Stored dataset items
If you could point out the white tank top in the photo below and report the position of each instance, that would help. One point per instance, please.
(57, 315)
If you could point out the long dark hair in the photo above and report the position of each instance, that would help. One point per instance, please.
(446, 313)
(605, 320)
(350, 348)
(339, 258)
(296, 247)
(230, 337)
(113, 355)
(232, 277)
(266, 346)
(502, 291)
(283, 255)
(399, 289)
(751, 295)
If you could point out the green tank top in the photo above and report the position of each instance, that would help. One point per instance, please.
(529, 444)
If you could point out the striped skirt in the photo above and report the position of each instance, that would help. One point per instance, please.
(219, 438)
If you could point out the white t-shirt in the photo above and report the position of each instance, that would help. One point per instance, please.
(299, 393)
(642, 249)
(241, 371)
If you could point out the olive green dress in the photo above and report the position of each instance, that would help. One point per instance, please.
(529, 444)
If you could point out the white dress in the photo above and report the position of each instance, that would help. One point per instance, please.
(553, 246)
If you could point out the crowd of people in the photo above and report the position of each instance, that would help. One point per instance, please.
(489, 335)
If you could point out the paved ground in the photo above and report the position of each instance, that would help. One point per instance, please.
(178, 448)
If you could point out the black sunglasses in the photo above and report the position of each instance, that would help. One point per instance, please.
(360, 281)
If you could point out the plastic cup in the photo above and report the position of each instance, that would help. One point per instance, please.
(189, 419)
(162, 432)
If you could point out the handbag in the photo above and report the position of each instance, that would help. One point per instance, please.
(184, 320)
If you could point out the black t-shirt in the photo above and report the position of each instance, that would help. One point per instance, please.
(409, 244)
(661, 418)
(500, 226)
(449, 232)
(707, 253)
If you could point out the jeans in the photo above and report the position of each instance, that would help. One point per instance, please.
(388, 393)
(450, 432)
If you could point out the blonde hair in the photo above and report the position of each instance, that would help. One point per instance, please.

Directions:
Copy out all of the lines above exactly.

Task response:
If you could point out the white tank top in the photo below and report the position of each instance, that would help. One point per instance, please.
(57, 315)
If you could point out the long dark hair in the photo above and report the position of each instance, that would help. One point per instance, please.
(446, 313)
(605, 320)
(350, 348)
(339, 258)
(296, 247)
(230, 337)
(113, 355)
(232, 277)
(266, 346)
(502, 291)
(283, 255)
(399, 289)
(751, 295)
If you could point out the green tank top in the photo above and report the position of each instance, that would help. One point per instance, please.
(529, 444)
If you could point out the striped skirt in the photo above and report the position of each instance, that would help. One point per instance, please.
(219, 438)
If you could point out the white t-shirt in the photo above and report the position of each instance, that would help. One point per instance, please.
(299, 393)
(642, 249)
(241, 371)
If you could point out the olive green dress in the photo above and report the position of each instance, that would help. One point per instance, please.
(529, 444)
If you could point out the white dress in the photo above and report the position of each instance, that would help. One point per instance, please.
(553, 246)
If you could point out the crowd of people in the photo above and report the position of each instance, that would help. One point per instance, please.
(489, 335)
If you could point out the paved ground in the photo above and report the position of each instance, that would help. One point per instance, please.
(178, 448)
If you could point out the black sunglasses in the photo above and report the position of each instance, that would help. One point per instance, please.
(360, 281)
If you could point out the plastic cup in the photo above and report the position of each instance, that would help. One point per instance, please.
(189, 419)
(162, 432)
If you could point out the handbag in the photo above and report the position of each instance, that would help. One point per instance, please.
(184, 320)
If you could point out the black t-shirt in the photo above and report the position of each instance, that would help. One point per instance, please.
(409, 244)
(661, 418)
(500, 226)
(449, 232)
(707, 253)
If you could point out the jeans in the photo above and report the position of each instance, that would help. One point per instance, please.
(388, 393)
(450, 432)
If you could point out the blonde hair in the photo above and report the position of each instance, that would help. One point per instance, please.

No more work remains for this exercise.